Description of the task → Pull out every line below that contains the word "water", and copy each such line in full.

— START The records —

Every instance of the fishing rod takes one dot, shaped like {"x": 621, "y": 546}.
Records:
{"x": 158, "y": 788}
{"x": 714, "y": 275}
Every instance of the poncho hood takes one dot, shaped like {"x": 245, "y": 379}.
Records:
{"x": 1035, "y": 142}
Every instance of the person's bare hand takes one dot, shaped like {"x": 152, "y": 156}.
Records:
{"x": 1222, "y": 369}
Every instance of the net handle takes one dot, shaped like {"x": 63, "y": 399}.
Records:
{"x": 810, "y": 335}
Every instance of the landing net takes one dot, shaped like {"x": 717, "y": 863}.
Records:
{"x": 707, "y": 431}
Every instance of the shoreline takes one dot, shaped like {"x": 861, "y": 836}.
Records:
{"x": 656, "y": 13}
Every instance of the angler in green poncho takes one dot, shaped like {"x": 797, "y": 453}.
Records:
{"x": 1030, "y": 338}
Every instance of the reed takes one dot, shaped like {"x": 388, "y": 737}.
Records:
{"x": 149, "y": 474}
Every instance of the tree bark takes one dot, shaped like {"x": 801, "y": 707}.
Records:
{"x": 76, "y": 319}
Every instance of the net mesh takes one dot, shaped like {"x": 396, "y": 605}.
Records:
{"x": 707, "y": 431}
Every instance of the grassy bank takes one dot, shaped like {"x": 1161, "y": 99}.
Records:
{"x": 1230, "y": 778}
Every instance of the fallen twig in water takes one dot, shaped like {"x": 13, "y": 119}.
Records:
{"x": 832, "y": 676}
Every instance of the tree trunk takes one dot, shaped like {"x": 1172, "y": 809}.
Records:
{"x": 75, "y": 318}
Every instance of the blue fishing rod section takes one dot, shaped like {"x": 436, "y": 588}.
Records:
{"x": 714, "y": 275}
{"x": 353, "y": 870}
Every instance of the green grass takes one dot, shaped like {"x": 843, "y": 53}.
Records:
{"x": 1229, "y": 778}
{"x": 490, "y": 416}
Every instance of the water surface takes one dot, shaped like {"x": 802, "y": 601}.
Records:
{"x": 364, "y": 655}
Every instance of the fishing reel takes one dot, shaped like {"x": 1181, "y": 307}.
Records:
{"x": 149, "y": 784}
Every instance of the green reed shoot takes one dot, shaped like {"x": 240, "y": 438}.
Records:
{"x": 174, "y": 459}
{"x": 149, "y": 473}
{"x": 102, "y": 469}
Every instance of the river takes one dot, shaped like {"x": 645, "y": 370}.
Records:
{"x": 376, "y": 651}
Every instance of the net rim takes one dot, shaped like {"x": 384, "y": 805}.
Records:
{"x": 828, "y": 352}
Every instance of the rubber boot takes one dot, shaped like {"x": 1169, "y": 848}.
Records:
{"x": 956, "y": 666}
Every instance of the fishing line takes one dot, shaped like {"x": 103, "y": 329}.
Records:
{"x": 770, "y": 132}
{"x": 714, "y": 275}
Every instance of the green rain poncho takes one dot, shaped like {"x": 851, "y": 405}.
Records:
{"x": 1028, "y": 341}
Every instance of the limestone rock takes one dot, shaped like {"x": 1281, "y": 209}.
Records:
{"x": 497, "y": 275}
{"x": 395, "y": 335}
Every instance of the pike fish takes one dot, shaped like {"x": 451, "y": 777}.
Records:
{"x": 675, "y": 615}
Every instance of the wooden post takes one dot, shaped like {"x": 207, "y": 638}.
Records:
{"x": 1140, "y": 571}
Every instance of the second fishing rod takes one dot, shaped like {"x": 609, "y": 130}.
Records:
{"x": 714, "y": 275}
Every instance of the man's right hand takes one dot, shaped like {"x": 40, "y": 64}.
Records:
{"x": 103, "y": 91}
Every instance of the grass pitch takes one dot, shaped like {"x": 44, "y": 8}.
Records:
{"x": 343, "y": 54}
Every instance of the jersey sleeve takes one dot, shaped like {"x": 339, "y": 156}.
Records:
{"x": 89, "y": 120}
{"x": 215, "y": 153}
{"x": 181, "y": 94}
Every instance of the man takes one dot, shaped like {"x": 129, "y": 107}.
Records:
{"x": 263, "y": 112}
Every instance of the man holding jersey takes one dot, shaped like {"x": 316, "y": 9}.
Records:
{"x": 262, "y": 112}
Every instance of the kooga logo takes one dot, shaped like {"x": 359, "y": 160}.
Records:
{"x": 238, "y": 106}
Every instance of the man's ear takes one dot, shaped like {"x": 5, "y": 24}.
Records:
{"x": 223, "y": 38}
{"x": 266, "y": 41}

— END The records —
— START The records —

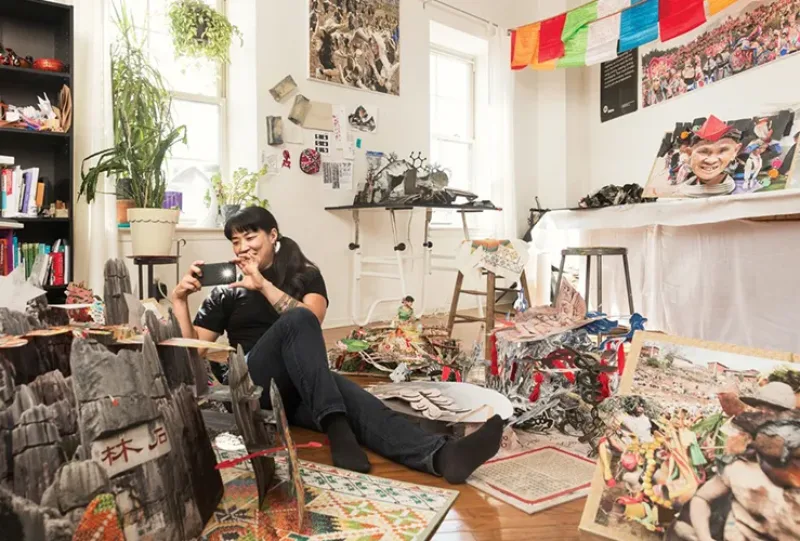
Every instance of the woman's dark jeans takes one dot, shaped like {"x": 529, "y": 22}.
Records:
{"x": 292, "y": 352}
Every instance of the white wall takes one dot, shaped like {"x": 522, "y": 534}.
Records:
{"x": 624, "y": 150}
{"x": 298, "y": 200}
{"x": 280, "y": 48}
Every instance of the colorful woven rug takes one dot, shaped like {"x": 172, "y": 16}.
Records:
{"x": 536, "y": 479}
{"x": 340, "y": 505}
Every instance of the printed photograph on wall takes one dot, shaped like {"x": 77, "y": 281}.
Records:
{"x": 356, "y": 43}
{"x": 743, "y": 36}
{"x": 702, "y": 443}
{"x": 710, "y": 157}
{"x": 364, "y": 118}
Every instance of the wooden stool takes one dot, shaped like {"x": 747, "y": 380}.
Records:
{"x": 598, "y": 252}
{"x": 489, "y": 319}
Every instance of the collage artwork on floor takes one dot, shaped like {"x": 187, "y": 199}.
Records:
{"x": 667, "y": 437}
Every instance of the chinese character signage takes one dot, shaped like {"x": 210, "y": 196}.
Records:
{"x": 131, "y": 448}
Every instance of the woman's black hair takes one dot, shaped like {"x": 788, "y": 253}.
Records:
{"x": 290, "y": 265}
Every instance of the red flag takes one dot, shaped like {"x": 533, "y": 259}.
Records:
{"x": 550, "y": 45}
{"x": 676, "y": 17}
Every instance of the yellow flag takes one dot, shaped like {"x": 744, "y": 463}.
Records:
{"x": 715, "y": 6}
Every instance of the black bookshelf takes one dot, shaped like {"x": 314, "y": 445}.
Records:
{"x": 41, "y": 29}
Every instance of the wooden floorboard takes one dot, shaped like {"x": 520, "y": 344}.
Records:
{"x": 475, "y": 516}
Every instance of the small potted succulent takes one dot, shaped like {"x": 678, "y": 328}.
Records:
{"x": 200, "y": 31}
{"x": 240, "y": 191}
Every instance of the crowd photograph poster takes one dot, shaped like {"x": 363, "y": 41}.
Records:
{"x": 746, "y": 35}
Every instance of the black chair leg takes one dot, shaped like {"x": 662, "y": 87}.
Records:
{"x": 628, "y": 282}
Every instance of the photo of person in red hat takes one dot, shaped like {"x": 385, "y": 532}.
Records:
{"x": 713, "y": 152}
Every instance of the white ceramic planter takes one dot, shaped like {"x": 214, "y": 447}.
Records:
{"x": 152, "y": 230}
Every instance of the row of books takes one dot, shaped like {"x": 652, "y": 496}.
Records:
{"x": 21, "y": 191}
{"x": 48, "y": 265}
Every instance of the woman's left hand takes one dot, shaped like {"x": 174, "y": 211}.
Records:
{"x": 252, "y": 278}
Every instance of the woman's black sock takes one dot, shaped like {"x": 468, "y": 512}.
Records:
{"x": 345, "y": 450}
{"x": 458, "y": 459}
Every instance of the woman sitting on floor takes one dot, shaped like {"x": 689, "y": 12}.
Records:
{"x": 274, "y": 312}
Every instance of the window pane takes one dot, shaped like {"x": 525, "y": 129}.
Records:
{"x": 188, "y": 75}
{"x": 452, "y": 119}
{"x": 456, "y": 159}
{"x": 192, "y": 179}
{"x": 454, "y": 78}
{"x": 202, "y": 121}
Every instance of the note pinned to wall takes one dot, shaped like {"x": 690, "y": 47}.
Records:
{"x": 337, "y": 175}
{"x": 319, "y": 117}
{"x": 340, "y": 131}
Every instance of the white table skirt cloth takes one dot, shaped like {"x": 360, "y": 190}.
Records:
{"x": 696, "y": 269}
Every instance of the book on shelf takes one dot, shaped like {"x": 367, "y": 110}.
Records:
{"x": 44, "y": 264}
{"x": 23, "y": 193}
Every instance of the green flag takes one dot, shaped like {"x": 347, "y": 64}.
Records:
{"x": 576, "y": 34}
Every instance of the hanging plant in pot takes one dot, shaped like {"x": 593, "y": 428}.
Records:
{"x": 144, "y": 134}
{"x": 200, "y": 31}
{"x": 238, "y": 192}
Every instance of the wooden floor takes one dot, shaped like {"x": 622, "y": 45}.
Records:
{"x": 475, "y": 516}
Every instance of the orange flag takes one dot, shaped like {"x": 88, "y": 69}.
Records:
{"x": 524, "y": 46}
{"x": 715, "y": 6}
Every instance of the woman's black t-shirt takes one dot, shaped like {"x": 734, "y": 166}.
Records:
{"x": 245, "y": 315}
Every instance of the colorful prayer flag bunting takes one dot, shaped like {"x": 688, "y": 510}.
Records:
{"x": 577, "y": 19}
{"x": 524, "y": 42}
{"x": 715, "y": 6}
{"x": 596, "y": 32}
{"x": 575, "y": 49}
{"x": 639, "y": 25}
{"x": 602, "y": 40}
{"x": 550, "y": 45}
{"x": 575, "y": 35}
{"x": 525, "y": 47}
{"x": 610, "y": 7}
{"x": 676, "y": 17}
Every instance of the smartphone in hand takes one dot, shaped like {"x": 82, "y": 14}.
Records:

— END The records —
— START The records —

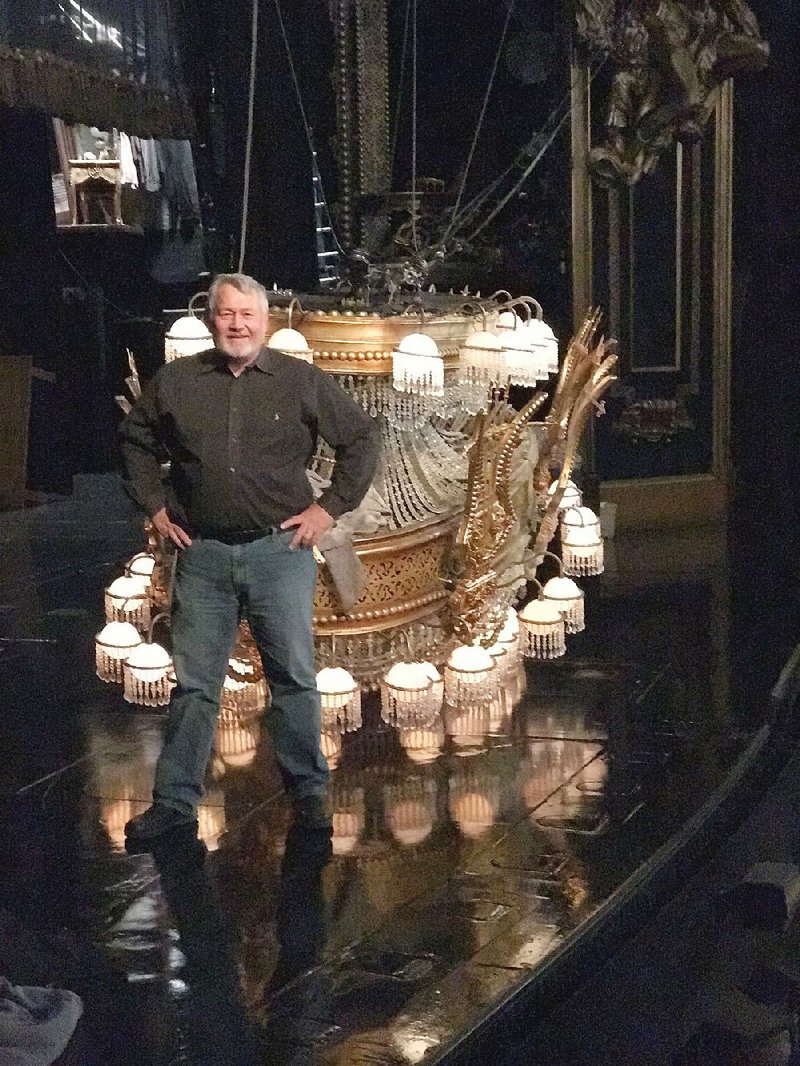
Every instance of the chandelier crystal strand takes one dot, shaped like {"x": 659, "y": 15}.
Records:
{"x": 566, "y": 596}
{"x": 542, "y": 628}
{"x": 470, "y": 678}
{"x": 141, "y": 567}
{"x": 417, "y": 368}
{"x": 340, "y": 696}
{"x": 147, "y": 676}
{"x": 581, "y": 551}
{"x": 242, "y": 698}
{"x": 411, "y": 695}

— END The records —

Right answer →
Every instance of the fallen twig in water takes one dot, shaped like {"x": 13, "y": 119}.
Every instance of the water surface takes one dot, shaped like {"x": 802, "y": 601}.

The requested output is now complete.